Reproduce the lines below word for word.

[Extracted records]
# # # #

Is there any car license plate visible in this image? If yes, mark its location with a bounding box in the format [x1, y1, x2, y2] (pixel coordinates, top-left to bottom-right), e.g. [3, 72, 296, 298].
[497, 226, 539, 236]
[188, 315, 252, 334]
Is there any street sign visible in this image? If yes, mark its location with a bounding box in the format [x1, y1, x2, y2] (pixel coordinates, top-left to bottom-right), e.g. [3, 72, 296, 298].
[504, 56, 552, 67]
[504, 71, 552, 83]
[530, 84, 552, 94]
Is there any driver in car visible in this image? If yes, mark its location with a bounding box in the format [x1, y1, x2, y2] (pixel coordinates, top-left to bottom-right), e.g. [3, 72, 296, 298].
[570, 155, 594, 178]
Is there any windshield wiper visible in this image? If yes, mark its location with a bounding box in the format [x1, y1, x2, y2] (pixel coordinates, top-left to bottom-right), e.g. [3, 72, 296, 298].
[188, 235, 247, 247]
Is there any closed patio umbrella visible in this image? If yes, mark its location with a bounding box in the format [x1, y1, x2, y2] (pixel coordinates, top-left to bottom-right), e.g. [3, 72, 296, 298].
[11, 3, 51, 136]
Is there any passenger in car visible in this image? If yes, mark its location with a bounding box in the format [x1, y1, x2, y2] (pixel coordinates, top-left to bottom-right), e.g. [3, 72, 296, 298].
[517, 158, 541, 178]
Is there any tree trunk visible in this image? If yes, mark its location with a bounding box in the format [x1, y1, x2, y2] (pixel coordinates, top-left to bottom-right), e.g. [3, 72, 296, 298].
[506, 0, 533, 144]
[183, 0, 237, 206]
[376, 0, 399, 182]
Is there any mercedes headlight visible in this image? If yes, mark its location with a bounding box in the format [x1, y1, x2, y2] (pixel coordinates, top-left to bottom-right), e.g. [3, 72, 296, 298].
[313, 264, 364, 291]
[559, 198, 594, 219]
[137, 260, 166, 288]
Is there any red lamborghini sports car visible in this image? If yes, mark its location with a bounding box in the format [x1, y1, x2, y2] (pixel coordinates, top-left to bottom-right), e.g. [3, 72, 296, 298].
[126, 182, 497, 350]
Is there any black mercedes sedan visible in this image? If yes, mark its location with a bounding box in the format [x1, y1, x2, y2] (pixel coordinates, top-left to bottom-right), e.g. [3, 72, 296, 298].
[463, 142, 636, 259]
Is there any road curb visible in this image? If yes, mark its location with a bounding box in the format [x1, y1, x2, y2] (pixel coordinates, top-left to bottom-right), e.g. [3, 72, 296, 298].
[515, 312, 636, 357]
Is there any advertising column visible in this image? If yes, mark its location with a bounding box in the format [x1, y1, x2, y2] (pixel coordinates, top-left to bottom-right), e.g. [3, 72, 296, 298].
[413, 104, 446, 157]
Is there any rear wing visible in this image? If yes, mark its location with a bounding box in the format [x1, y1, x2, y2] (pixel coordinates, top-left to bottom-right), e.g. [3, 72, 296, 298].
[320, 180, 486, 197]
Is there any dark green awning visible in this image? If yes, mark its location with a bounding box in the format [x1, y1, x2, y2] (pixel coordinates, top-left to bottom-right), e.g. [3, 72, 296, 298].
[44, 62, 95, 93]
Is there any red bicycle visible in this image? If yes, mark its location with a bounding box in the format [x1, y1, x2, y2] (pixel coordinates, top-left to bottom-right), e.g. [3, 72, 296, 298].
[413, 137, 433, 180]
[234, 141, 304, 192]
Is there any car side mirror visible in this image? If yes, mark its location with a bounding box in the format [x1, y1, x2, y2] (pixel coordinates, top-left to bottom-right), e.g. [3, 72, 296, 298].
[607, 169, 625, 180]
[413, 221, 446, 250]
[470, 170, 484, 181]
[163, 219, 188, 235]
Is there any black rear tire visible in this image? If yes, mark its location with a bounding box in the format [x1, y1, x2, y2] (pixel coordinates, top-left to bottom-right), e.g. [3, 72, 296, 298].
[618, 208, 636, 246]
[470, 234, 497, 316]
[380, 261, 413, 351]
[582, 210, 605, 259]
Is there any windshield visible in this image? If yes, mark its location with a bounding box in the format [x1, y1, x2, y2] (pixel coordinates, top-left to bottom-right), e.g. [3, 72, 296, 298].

# # # #

§ Task solution
Is there any car license plate visible in this image? If yes, mark its location with a bounding box in the format [x1, y1, x2, y2] (pixel coordinates, top-left to bottom-right), e.g. [3, 72, 296, 298].
[497, 226, 539, 236]
[188, 315, 252, 334]
Is there any street sign visible in this image? If yes, mark its location with a bounding box in the format [x1, y1, x2, y2] (pixel coordinates, top-left to bottom-right), e.g. [3, 72, 296, 298].
[504, 56, 552, 67]
[504, 71, 552, 83]
[530, 84, 552, 94]
Is there any driver in car visible in this image? If yes, mark its location with a bounding box in the format [x1, y1, x2, y2] (pixel coordinates, top-left to bottom-right), e.g. [3, 72, 296, 298].
[570, 155, 594, 178]
Is there any windshield wiper visible in this image? If yes, mark its location with a bounding box in the format [x1, y1, x2, y2] (pixel coordinates, top-left to bottom-right), e.g. [3, 72, 296, 298].
[188, 235, 247, 247]
Is there any closed patio umbrella visible in this image? If yes, mark its location with a bounding box in the format [x1, y1, x2, y2] (pixel coordinates, top-left to bottom-right), e.g. [3, 72, 296, 298].
[11, 3, 51, 136]
Is there any passenger in car visible in this image? If yes, mark its location with a bounding box in the format [x1, y1, x2, y2] (pixel coordinates, top-left to bottom-right), e.g. [3, 72, 296, 298].
[517, 158, 541, 178]
Is there any tree trunk visible in this image? If yes, mark its location with a bounding box in the format [x1, y1, x2, y2] (pixel coordinates, top-left to bottom-right), e.g. [3, 72, 296, 298].
[506, 0, 533, 144]
[183, 0, 237, 206]
[376, 0, 399, 182]
Is there any mercedes headlight visible in this image? If yes, mark its location with a bounding box in the format [x1, y1, x2, y2] (pixel coordinates, top-left to bottom-right), e.g. [3, 72, 296, 298].
[313, 264, 364, 291]
[559, 198, 594, 219]
[137, 260, 166, 288]
Is there any red lamborghini sports car visible in this image? If yes, mark its location with a bounding box in the format [x1, y1, x2, y2] (pixel coordinates, top-left to bottom-right), e.g. [3, 72, 296, 298].
[126, 182, 497, 350]
Is there any black mercedes sedan visible in this image? If yes, mark its location with a bounding box in the format [x1, y1, x2, y2] (pixel coordinates, top-left to bottom-right), e.g. [3, 72, 296, 298].
[463, 142, 636, 259]
Is there any road curb visible in this image? If yes, mark its location with a bounding box in the format [x1, y1, x2, y2] (pixel coordinates, top-left to bottom-right), e.g. [3, 72, 296, 298].
[515, 312, 636, 357]
Is there any advertising column visible in this image? If yes, mark its location with a bounding box in the format [x1, y1, x2, y2] (pixel coordinates, top-left to bottom-right), e.g. [3, 72, 296, 298].
[413, 104, 446, 157]
Is there any rear wing visible in this image? If yes, mark its location with a bounding box in the format [x1, y1, x2, y2] (pixel coordinates, top-left to bottom-right), e.g. [3, 72, 296, 298].
[320, 180, 486, 197]
Is there any dark green awning visible in this image? If yes, mark its location with a bounding box in the format [x1, y1, x2, y2] (pixel coordinates, top-left to bottom-right), e.g. [3, 72, 296, 298].
[44, 62, 95, 93]
Is there any red bicycle visible in this image? If yes, mark its location with a bounding box in the format [x1, y1, x2, y2] (pixel coordinates, top-left to bottom-right), e.g. [3, 72, 296, 298].
[413, 137, 433, 180]
[234, 141, 304, 192]
Is there any car side mirror visible in this image? If yes, mark its location with a bounding box in the format [x1, y1, x2, y2] (pixel coordinates, top-left to bottom-right), e.g. [3, 72, 296, 298].
[607, 169, 625, 180]
[413, 221, 446, 250]
[470, 170, 484, 181]
[163, 219, 188, 235]
Is there any black rear tire visible in this image? If yes, mark its location with a bounding box in the format [x1, y1, x2, y2] (pixel coordinates, top-left to bottom-right), e.g. [3, 72, 296, 298].
[618, 208, 636, 246]
[470, 234, 497, 316]
[380, 261, 413, 351]
[582, 210, 605, 259]
Is there any windshield visible in this image? If yes, mark its location with a bounding box in the format [x1, y1, x2, y2] (pixel coordinates, top-left to bottom-right), e.g. [3, 72, 296, 298].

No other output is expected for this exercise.